_TASK_
In the Philodendron brandtianum care text, what humidity level should be reached around the plant when its leaves have brown tips?

If your leaves have brown tips, the humidity may be too low. Check using a humidity meter and adjust until it is above 50% around the plant.
Yellow leaves typically indicate a problem with overwatering. This can be caused by several issues:
- Watering too soon when the soil has not dried out enough.
- Lack of drainage in the soil, or compacted soil.
- Lack of drainage holes in the pot.
- Leaving the pot sitting in water in a pot cover or tray.
Identify the most likely issue and resolve the problem. In cases of root rot, trim the affected roots and repot into fresh soil.
Incorrect Light Levels
Too much direct sun will burn the leaves of your Philodendron brandtianum and can turn them yellow or brown. On the other hand, too little light will compromise growth, also potentially turning the leaves yellow.
Move the plant to a spot with bright indirect light and it should slowly return to normal.
If the leaves curl on the ends before turning brown, your plant could be suffering from overfertilization. The extra fertilizer needs to be leached out before the plant recovers.

_SUPPLIED MATERIAL_

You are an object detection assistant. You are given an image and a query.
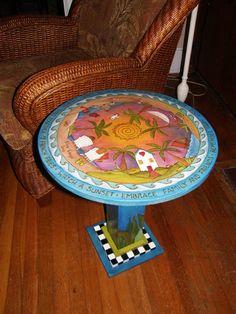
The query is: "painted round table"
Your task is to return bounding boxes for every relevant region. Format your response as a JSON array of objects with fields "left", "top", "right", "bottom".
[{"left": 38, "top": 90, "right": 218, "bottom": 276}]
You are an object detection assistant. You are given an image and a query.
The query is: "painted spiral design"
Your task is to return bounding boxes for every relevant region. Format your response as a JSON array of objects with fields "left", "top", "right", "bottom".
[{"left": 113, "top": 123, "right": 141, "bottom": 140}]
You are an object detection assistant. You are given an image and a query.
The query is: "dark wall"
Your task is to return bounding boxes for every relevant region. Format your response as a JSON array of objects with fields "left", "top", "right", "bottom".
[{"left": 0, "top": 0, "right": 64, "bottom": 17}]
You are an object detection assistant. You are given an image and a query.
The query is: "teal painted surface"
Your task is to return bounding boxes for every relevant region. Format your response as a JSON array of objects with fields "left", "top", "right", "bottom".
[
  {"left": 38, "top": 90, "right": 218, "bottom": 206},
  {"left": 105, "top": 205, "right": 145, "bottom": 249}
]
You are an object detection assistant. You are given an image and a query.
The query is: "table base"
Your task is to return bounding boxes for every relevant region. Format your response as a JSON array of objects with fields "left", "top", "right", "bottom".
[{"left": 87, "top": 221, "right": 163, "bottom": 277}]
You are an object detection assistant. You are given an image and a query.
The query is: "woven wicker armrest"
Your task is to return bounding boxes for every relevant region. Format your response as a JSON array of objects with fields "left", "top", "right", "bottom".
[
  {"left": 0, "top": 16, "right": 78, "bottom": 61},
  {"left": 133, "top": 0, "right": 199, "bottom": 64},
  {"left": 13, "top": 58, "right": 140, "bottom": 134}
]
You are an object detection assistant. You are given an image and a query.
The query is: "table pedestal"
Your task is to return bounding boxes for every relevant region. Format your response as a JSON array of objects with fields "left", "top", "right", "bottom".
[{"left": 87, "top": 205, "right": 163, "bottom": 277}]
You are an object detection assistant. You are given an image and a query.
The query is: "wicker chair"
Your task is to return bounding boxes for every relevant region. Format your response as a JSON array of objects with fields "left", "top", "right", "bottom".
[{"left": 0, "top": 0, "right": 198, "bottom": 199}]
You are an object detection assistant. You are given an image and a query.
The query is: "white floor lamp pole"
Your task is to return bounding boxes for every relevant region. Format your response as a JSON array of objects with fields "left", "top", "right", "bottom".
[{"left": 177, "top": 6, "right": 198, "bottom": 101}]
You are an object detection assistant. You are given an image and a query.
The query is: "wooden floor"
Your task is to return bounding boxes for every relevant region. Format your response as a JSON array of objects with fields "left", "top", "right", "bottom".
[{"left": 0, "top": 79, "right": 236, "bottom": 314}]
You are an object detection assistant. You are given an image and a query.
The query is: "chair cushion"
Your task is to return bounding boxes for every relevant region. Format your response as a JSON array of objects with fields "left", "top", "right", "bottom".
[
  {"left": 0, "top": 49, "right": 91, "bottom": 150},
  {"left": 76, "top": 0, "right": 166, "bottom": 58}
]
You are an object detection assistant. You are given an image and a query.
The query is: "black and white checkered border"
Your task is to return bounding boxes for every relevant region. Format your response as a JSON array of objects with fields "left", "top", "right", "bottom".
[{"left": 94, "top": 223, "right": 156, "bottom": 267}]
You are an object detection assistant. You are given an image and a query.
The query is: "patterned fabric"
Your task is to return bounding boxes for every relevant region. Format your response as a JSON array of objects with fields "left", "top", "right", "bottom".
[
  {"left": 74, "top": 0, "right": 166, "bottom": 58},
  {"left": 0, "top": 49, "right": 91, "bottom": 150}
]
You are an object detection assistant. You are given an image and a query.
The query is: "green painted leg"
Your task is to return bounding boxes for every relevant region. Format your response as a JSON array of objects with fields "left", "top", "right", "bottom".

_YOUR RESPONSE_
Above 50%.